### RECORDS FOR THIS TASK:
┄┄┄┄┄┄

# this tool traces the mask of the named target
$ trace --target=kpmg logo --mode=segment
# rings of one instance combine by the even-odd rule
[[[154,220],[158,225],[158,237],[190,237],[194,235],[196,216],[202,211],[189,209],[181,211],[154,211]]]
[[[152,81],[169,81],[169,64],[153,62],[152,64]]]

┄┄┄┄┄┄

### TASK DESCRIPTION:
Write out the material above line for line, with no character changed.

### TASK ANSWER:
# this tool traces the mask of the named target
$ trace --target=kpmg logo --mode=segment
# rings of one instance combine by the even-odd rule
[[[154,220],[158,225],[158,237],[190,237],[194,235],[196,216],[202,211],[189,209],[181,211],[154,211]]]
[[[152,81],[169,81],[169,64],[153,62],[152,64]]]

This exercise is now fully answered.